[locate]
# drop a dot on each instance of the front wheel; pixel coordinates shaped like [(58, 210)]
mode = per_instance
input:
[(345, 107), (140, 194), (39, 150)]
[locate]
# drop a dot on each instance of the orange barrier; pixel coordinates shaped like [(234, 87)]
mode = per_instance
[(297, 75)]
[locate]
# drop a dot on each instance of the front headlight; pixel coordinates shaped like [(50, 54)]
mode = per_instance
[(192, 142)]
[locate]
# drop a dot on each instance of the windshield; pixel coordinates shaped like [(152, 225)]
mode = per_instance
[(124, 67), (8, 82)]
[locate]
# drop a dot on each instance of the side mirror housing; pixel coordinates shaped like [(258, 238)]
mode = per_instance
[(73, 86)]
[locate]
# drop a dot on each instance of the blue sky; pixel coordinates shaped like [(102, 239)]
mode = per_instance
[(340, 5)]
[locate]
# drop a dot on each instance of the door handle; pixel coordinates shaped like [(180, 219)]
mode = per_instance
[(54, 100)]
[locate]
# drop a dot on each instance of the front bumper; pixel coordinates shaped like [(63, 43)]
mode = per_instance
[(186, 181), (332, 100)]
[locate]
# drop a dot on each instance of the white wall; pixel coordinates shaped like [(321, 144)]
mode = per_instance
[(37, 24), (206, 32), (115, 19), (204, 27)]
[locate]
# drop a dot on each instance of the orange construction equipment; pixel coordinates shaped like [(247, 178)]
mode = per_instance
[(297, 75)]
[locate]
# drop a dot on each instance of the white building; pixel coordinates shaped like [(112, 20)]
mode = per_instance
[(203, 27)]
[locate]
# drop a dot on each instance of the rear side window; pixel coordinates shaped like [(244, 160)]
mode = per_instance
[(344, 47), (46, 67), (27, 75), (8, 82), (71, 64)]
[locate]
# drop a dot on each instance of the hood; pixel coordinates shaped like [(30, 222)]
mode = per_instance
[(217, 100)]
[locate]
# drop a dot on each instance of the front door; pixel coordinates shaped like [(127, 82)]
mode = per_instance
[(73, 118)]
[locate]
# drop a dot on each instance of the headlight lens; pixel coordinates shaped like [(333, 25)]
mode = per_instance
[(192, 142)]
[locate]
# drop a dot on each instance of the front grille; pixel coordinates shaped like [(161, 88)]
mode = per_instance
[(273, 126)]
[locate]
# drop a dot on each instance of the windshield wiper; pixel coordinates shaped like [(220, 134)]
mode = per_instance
——
## What you are asked to do
Set down the entries above again, word for word.

## Answer in full
[locate]
# drop a dot on each instance of the front wheel; pixel coordinates shaped like [(58, 210)]
mode = per_instance
input:
[(345, 107), (140, 194), (39, 150)]
[locate]
# drop a dot on each instance of the orange barrier; pixel coordinates shaped like [(234, 87)]
mode = per_instance
[(297, 75)]
[locate]
# drop a dot on each instance of the front headlight; pixel coordinates shaped like [(50, 54)]
mode = per_instance
[(192, 142)]
[locate]
# drop a dot on each instance of the windshield; pixel coordinates shaped like [(152, 225)]
mode = per_instance
[(124, 67), (8, 82)]
[locate]
# drop a dot on each instance of the side mirror housing; pixel coordinates shaped like [(258, 238)]
mode = per_instance
[(73, 86)]
[locate]
# drop a dot on each instance of the blue sky; pixel coordinates shaped like [(102, 239)]
mode = per_instance
[(340, 5)]
[locate]
# drop a dot on each instance of the door handle; pixel coordinates shaped like [(180, 219)]
mode = per_instance
[(54, 100)]
[locate]
# drop a dot on each instance of the front bumper; pixel coordinates shaped like [(63, 43)]
mode = per_instance
[(186, 181), (332, 100)]
[locate]
# drop a dot on each instance of the white wall; pixel coordinates shaped like [(321, 144)]
mode = per_instance
[(37, 24), (206, 32), (115, 19), (204, 27)]
[locate]
# drop a dot on each instance of the orange construction equipment; pixel coordinates shaped like [(247, 178)]
mode = per_instance
[(297, 75)]
[locate]
# drop a dot on each instance of the white building; pixel coordinates shaped like [(112, 20)]
mode = per_instance
[(203, 27)]
[locate]
# drop a dot on each instance of the rear side window; pixel coordinates shaped like [(244, 160)]
mode = per_instance
[(344, 47), (46, 67), (27, 75), (8, 82), (71, 64)]
[locate]
# drop a dot on each instance of the hood; pixel coordinates shaped like [(30, 222)]
mode = per_instance
[(217, 100)]
[locate]
# drop a dot on each instance of the front door; pixel coordinates shaped like [(127, 82)]
mode = per_instance
[(73, 118)]
[locate]
# drop a dot on each instance of the headlight lens; pixel coordinates shaped like [(333, 25)]
mode = per_instance
[(192, 142)]
[locate]
# drop a dot on each instance of the front grille; pixel coordinates shaped like [(161, 88)]
mode = per_instance
[(273, 126)]
[locate]
# drop a dot on each instance of the windshield wiper; pixel coordinates shaped like [(220, 134)]
mode = per_instance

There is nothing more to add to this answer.